▶ **SET EXERCISE**:
Render the records from their start through the line containing "x=621 y=430" as a Markdown table with the columns Row and Line. Number each line in the Row column, and omit any blank lines.

:: TASK INPUTS

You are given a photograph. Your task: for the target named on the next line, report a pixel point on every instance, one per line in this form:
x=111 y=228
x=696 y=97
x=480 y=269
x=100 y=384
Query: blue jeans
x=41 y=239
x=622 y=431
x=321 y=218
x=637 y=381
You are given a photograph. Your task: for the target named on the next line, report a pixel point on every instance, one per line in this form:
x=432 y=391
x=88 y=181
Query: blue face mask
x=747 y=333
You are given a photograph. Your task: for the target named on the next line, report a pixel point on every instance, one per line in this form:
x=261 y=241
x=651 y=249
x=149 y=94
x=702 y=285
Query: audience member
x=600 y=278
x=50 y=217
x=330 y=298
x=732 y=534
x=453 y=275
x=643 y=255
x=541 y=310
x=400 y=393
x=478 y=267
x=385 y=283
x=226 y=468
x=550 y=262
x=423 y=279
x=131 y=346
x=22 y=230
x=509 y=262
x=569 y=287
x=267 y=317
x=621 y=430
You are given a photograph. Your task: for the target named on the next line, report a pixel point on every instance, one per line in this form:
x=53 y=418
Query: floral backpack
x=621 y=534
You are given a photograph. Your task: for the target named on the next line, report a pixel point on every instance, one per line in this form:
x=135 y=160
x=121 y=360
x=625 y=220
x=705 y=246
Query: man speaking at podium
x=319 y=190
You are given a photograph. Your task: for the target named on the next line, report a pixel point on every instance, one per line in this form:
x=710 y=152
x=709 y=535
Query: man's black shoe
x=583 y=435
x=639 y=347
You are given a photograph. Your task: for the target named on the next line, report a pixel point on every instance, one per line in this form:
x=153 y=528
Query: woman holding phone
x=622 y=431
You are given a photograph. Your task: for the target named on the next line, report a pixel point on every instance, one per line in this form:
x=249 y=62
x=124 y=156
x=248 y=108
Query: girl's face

::::

▶ **FINAL RESULT**:
| Row | Line |
|---|---|
| 1 | You are given a photograph. Your task: for the target named on the next line, report a pixel point on every instance, one per line in this form: |
| 2 | x=111 y=228 |
| 3 | x=696 y=97 |
| 4 | x=480 y=269 |
| 5 | x=100 y=384 |
| 6 | Query: blue jeans |
| 7 | x=41 y=239 |
| 8 | x=622 y=431 |
| 9 | x=321 y=218 |
| 10 | x=637 y=381 |
| 11 | You are given a photograph. Your task: for the target named on the next line, report a pixel point on every instance, one per line in this form: |
| 12 | x=432 y=391 |
| 13 | x=88 y=181 |
| 14 | Query: blue face mask |
| 15 | x=747 y=333 |
| 16 | You are given a photograph. Your task: for the target named on the next line, report a pixel point on every instance, one per line in this form: |
| 17 | x=261 y=241 |
| 18 | x=651 y=249 |
| 19 | x=149 y=94 |
| 20 | x=702 y=285 |
| 21 | Query: audience member |
| 22 | x=600 y=278 |
| 23 | x=50 y=217 |
| 24 | x=330 y=298 |
| 25 | x=732 y=534 |
| 26 | x=453 y=275 |
| 27 | x=643 y=255 |
| 28 | x=541 y=310 |
| 29 | x=400 y=393 |
| 30 | x=478 y=267 |
| 31 | x=385 y=283 |
| 32 | x=226 y=468 |
| 33 | x=550 y=262 |
| 34 | x=423 y=279 |
| 35 | x=131 y=346 |
| 36 | x=22 y=230 |
| 37 | x=509 y=262 |
| 38 | x=569 y=287 |
| 39 | x=267 y=317 |
| 40 | x=621 y=430 |